Brian O'Connell is an American multi-instrumentalist, composer, arranger, record producer and actor.  He is the bassist and producer for Pakistani sufi rock band Junoon.

O'Connell and Salman Ahmad were friends of one another since high school. O'Connell joined Junoon when keyboardist, Nusrat Hussain, left the band and Salman Ahmad contacted and invited him to play bass on the band's second album, Talaash. He is known for harmonizing the western 5-string bass riffs with the traditional tabla and drums. After the release of the band's seventh studio album, Dewaar, O'Connell went back to his native land the United States.

Biography

Early years
O'Connell's musical roots stretch back to Tappan, New York. In 1978, O'Connell, then a sophomore at Tappan Zee High School, was invited by two classmates to join their band "Apple Corps", a group that played mostly Beatles covers. Shortly after O'Connell joined the band, Apple Corps changed its name to "Sloke", and modified its repertoire to include Led Zeppelin, Boston, and the Grateful Dead. In early 1979, O'Connell and other Sloke band members invited their friend Salman Ahmad to join the group. Ahmad had only recently taken up the guitar, but was already good enough to play with the band at a Tappan Zee High School talent festival in February 1979. That performance marked the first time that O'Connell and Ahmad performed together publicly. Following the departure of Sloke's bassist several months later, O'Connell and Ahmad formed a new band, "Eclipse". Before the two could take their aspirations onto a bigger stage, Ahmad's parents moved back to Pakistan in 1981, and Ahmad began to study medicine at Lahore's King Edward's Medical College.

» Given material:
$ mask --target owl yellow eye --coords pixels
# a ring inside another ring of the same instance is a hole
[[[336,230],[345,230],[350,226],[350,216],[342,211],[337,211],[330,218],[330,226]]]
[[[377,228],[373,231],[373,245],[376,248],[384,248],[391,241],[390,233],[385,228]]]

» Assignment A:
Answer these from the Brian O'Connell biography:
(i) On which Junoon album did O'Connell first play bass?
(ii) What name did Apple Corps take shortly after O'Connell joined?
(iii) In what year did Ahmad's parents move back to Pakistan?
» Assignment B:
Please reproduce, word for word, the stretch of the Brian O'Connell biography from "Brian O'Connell is" through "rock band Junoon.".

» Expected output A:
(i) Talaash
(ii) Sloke
(iii) 1981

» Expected output B:
Brian O'Connell is an American multi-instrumentalist, composer, arranger, record producer and actor.  He is the bassist and producer for Pakistani sufi rock band Junoon.